証券取引等監視委員会メ-ルマガジン (第35号) 平成25年10月1日
証券監視委ウェブサイト http://www.fsa.go.jp/sesc/index.htm

<目次>

1.市場へのメッセージ

2.コラム


1.市場へのメッセージ


◆With Asset Management(株)に対する検査結果に基づく勧告について◆

証券監視委は、With Asset Management(株)(第二種金融商品取引業者)を検査した結果、金融商品取引法に違反する以下の事実が認められたことから、8月2日、内閣総理大臣及び金融庁長官に対して行政処分を求める勧告を行いました。

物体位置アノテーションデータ
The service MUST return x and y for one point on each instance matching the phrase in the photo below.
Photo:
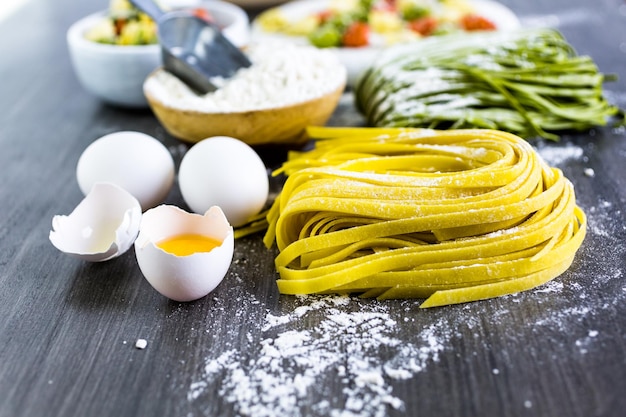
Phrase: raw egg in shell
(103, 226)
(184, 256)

* * *

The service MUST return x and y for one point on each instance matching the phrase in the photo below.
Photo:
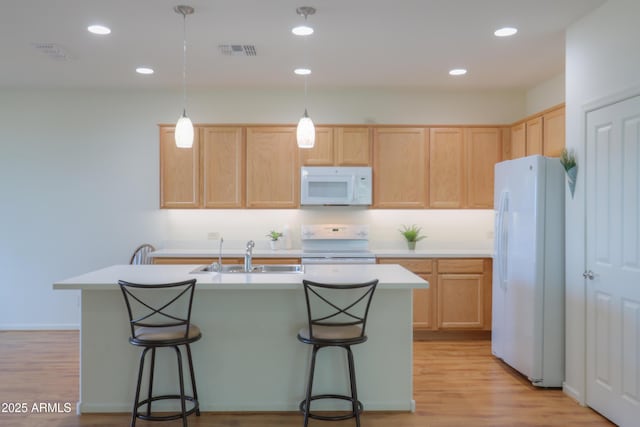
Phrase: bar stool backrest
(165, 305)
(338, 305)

課題の要件: ページ本文によると、証券監視委がWith Asset Management(株)について行政処分を求める勧告を行ったのは何月何日ですか。

完成した解答: 8月2日です。